Activity =>
From the listing below, report every line that contains the string "clicks", copying each line in full. Letter case matters.

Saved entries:
^^^^
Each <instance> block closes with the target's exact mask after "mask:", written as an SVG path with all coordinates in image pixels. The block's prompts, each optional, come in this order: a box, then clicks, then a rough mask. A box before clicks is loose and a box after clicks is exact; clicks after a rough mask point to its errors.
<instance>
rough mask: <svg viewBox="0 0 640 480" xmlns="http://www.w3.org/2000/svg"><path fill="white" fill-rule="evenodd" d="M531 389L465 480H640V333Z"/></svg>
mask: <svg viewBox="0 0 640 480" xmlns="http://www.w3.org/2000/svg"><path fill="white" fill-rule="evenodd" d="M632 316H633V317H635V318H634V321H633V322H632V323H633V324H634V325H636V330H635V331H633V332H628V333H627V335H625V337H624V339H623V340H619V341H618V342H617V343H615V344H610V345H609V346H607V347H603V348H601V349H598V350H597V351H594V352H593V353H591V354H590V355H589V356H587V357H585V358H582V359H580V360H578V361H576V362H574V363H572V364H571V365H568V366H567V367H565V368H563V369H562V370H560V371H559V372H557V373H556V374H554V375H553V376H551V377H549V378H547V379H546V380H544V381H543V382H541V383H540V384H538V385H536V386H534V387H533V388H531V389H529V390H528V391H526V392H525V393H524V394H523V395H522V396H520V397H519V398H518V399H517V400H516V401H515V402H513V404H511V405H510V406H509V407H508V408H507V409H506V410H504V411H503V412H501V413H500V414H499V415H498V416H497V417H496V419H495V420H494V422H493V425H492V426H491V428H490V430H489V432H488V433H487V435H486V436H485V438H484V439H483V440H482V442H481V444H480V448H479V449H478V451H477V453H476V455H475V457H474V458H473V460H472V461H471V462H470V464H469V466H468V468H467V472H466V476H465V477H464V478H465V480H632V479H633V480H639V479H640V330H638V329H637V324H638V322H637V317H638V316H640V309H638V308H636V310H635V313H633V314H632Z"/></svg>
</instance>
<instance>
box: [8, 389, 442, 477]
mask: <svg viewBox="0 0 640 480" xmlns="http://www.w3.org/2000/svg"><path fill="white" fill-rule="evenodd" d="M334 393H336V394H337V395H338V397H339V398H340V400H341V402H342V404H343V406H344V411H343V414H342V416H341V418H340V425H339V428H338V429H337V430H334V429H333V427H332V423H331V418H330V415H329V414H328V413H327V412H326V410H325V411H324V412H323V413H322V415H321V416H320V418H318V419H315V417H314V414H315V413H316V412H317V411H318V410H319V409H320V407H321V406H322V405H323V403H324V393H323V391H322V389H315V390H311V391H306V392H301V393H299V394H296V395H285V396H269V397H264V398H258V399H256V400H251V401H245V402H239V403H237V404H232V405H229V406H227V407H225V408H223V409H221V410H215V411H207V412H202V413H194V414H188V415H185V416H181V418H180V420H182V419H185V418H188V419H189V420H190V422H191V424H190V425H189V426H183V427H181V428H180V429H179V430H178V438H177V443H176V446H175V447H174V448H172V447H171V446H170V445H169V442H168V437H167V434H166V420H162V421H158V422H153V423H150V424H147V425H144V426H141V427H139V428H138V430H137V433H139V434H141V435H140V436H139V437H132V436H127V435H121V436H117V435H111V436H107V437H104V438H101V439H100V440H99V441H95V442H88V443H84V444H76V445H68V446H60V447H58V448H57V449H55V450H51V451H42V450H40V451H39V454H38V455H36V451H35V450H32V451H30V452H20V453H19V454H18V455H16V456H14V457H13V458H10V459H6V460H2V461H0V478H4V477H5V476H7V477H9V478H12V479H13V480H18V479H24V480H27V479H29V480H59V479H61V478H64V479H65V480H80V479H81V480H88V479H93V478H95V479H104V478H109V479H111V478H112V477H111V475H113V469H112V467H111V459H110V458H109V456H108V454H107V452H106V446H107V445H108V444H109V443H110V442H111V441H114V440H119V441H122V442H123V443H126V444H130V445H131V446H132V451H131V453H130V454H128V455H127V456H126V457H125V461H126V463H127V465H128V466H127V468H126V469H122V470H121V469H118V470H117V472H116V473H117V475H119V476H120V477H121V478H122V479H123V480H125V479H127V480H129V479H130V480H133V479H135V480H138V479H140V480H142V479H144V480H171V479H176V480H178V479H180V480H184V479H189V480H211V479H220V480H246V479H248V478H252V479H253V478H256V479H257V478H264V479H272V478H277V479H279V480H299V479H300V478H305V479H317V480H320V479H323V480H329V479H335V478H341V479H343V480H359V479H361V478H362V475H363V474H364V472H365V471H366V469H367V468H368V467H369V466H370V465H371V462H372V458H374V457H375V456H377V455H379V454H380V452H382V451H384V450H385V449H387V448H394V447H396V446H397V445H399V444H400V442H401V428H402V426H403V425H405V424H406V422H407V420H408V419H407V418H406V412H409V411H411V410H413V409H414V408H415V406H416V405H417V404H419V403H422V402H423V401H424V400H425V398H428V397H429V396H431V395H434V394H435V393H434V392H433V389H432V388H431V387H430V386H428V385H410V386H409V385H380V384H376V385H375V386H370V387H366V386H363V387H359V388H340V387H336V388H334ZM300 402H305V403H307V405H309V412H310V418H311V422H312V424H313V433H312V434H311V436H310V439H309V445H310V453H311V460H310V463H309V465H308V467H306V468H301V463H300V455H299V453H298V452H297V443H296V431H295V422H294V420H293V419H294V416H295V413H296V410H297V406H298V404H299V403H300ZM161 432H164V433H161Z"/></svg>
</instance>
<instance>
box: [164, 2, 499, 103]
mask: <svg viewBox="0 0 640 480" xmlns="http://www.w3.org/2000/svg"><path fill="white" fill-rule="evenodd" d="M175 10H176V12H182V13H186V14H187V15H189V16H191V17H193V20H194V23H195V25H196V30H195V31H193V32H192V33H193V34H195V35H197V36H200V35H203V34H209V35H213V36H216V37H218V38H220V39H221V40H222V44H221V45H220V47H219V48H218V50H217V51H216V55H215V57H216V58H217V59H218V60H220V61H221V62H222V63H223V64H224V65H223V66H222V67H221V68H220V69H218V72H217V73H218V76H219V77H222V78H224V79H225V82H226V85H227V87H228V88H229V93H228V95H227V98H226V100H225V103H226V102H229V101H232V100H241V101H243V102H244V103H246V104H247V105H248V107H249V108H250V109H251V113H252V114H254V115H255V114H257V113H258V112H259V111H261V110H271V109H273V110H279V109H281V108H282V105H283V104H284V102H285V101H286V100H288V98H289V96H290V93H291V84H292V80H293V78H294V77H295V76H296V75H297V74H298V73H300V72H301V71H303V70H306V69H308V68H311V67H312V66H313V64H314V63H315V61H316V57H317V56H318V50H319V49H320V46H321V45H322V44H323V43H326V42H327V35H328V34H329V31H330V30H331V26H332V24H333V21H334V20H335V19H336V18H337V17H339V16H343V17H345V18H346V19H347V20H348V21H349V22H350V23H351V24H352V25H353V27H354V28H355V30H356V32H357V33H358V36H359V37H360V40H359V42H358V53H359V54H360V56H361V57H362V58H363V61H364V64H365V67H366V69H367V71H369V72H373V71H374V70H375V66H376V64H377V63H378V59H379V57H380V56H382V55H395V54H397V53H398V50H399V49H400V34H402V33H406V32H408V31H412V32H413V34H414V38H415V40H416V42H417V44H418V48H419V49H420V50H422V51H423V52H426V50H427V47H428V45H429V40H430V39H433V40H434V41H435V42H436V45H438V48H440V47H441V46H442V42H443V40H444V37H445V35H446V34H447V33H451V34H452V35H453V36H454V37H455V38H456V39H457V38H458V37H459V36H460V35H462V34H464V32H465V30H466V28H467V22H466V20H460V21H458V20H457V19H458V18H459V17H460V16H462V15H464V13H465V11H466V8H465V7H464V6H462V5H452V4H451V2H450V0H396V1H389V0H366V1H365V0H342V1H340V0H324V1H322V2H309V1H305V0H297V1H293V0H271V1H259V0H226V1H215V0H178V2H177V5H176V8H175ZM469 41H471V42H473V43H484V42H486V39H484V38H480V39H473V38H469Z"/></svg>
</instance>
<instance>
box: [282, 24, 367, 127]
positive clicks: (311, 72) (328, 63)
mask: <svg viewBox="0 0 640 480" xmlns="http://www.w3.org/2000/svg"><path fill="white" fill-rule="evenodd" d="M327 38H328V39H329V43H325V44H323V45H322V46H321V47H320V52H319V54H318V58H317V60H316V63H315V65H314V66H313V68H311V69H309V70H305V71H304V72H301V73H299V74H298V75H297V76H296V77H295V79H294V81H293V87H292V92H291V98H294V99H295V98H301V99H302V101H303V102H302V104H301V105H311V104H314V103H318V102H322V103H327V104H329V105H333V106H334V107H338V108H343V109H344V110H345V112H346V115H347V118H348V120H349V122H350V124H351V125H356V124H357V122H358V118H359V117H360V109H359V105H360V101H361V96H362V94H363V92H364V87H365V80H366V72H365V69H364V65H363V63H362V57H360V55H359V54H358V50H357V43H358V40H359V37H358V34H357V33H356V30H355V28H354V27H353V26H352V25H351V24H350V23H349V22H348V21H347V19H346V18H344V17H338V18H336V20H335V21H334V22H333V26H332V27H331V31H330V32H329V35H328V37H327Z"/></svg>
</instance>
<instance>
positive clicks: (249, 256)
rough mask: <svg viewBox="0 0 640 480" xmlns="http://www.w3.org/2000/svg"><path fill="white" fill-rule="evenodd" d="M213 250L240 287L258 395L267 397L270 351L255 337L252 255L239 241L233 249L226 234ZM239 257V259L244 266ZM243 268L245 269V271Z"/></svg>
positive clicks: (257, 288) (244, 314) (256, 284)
^^^^
Answer to this exercise =>
Each <instance> block closes with the target's exact mask after "mask:", written as an SVG path with all coordinates in image pixels. The block's prompts, each optional, come in this order: a box, then clicks, then a rough mask. A box before clicks is loose and a box after clicks is exact; clicks after a rough mask point to its errors.
positive clicks: (311, 72) (328, 63)
positive clicks: (249, 256)
positive clicks: (257, 288) (244, 314) (256, 284)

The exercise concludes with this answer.